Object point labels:
* * * *
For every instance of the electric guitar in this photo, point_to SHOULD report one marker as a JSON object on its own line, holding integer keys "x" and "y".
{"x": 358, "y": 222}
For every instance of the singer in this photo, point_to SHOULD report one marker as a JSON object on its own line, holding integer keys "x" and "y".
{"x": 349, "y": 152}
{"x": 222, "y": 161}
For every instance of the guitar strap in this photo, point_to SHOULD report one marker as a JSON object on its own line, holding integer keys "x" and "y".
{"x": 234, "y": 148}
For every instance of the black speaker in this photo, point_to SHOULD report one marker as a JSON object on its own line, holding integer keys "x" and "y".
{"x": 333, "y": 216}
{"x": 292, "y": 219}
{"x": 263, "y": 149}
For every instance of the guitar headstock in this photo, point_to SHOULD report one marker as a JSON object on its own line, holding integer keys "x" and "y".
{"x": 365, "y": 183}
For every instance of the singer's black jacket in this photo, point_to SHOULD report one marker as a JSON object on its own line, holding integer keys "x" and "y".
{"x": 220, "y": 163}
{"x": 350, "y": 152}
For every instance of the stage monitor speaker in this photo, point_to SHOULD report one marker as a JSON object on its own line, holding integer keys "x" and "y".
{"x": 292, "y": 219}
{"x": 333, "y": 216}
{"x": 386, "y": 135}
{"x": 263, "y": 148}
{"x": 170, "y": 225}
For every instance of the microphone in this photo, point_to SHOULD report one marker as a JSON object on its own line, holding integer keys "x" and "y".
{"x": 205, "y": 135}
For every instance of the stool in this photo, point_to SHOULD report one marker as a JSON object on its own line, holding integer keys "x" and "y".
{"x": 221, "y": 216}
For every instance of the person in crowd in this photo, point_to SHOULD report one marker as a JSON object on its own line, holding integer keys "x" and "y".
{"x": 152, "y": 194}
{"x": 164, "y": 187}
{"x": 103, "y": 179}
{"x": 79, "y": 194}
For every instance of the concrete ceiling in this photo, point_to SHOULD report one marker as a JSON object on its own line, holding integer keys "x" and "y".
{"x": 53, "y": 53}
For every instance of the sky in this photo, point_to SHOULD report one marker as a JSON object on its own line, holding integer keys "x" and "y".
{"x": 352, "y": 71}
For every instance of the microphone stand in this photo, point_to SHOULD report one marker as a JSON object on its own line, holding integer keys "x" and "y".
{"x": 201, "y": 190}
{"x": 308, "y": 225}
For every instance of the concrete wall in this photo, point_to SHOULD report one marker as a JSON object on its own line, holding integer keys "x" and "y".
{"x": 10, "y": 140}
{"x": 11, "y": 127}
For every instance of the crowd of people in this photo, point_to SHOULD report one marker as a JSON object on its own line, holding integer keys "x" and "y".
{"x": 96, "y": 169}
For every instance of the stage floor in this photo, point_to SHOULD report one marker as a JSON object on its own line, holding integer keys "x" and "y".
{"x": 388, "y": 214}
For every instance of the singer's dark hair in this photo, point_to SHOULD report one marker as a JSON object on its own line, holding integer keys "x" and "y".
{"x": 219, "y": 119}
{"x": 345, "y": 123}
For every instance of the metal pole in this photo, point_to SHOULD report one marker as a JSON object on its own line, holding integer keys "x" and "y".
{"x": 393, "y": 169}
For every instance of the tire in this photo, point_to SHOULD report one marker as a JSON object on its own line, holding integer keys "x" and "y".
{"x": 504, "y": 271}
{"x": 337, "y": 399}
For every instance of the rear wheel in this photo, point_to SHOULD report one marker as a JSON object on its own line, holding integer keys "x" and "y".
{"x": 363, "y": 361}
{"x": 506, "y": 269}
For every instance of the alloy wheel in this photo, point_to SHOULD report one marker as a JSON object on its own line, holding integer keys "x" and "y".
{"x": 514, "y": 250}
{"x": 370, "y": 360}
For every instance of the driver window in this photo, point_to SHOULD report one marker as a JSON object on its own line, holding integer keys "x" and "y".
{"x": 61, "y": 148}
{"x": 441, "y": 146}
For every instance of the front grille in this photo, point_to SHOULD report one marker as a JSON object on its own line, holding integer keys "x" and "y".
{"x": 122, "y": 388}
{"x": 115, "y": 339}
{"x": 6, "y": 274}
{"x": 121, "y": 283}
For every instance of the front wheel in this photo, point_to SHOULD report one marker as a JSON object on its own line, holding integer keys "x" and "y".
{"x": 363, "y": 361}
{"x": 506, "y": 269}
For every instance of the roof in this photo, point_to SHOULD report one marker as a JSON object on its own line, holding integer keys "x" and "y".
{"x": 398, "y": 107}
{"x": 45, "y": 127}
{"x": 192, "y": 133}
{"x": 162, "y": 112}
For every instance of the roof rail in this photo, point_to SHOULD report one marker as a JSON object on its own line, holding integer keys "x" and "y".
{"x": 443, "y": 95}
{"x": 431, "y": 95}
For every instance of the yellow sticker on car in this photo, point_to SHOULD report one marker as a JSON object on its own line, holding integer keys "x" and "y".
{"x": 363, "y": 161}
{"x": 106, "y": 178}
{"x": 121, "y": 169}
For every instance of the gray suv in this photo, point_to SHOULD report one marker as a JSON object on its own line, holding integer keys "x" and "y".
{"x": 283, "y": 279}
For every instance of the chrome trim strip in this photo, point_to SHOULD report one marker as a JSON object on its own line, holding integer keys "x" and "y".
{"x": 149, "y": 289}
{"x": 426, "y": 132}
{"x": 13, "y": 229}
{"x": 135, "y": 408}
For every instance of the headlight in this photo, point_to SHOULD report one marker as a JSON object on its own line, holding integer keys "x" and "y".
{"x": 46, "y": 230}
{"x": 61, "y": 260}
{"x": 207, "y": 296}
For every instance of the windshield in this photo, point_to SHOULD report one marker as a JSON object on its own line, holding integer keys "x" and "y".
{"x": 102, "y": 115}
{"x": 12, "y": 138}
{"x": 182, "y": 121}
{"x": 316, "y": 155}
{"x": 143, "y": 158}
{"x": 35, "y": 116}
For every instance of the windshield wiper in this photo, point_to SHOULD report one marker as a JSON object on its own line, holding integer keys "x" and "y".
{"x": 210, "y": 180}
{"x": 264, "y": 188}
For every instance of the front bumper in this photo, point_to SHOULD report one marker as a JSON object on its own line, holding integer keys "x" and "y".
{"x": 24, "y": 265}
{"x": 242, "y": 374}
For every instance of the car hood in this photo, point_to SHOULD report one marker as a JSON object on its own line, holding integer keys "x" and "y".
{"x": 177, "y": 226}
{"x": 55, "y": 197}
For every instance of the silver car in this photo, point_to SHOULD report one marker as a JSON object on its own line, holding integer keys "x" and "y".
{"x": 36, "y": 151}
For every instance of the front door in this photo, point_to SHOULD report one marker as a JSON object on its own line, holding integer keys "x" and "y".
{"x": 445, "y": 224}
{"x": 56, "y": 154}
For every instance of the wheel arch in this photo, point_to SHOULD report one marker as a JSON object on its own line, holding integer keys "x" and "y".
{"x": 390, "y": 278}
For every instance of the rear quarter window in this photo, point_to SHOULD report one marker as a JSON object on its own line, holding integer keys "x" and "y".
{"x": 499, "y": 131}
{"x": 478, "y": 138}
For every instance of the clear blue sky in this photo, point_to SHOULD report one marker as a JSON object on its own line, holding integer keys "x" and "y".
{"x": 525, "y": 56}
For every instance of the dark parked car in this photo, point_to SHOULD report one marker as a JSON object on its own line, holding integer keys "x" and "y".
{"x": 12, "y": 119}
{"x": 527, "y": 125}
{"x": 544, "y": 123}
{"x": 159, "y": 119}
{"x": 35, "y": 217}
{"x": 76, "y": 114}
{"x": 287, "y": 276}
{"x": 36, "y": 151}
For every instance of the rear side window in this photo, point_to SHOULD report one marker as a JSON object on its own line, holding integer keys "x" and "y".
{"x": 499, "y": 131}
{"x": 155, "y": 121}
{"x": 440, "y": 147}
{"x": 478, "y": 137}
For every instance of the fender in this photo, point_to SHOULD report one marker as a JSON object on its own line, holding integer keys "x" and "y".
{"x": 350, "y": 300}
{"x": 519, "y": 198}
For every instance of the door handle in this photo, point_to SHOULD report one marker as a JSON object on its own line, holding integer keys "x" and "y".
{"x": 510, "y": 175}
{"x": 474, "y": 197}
* * * *
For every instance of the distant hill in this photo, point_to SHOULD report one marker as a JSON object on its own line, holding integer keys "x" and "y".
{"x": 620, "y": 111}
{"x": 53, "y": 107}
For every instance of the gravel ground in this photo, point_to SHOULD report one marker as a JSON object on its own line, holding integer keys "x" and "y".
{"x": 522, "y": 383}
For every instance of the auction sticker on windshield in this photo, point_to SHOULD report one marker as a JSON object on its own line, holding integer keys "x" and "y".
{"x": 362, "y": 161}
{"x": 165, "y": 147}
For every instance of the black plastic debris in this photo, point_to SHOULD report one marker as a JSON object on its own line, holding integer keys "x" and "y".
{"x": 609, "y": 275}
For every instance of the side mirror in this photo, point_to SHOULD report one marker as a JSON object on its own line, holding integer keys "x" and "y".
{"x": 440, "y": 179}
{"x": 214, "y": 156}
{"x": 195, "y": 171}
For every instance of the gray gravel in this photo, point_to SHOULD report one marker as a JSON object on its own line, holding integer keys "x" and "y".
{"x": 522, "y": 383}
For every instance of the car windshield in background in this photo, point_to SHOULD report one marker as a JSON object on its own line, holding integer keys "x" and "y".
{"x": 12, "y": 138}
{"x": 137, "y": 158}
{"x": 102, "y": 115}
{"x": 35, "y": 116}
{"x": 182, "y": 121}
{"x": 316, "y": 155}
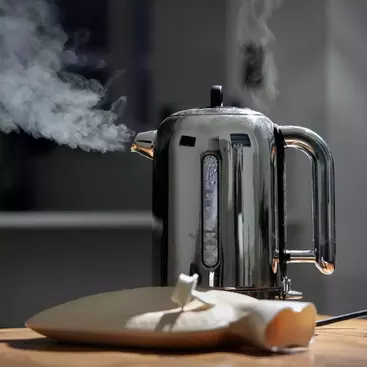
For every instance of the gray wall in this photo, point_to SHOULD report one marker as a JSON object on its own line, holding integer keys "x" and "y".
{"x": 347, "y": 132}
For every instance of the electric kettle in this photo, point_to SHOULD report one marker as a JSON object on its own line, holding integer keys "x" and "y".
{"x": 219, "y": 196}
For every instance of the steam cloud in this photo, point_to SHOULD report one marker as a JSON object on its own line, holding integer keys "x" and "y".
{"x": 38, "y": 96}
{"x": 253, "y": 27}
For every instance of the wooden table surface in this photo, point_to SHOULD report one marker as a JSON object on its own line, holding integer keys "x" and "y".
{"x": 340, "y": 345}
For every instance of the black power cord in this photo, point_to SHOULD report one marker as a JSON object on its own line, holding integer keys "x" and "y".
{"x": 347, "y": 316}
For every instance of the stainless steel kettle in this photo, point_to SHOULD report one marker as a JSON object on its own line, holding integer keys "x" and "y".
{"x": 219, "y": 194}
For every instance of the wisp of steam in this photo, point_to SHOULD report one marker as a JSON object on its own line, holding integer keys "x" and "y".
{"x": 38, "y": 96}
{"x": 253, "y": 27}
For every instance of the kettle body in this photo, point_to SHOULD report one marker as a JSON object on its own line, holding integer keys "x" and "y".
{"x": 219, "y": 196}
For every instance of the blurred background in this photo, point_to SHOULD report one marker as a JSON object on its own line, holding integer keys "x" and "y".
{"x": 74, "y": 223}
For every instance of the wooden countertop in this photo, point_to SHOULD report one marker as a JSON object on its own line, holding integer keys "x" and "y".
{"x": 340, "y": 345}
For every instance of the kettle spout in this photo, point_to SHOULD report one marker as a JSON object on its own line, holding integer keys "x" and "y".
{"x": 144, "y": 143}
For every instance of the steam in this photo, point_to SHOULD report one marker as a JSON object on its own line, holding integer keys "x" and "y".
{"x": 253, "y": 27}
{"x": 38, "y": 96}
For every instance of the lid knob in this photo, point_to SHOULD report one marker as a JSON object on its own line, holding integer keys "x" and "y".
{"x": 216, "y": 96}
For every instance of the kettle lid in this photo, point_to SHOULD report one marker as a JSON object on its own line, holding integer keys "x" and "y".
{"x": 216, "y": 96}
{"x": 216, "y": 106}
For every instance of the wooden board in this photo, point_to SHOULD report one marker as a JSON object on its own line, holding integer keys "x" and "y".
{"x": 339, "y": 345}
* * * *
• Task requirements:
Collect every line in the listing that holds the word "background" and copy each one out.

• Result below:
For every instance of the car windshield in background in this photo, point_to SHOULD report one marker as a JSON object on its own line, holding integer keys "x" and "y".
For every instance of the blurred background in this photo, point_to SHOULD report one marker as a JSON object on its own line, holding integer keys "x" and "y".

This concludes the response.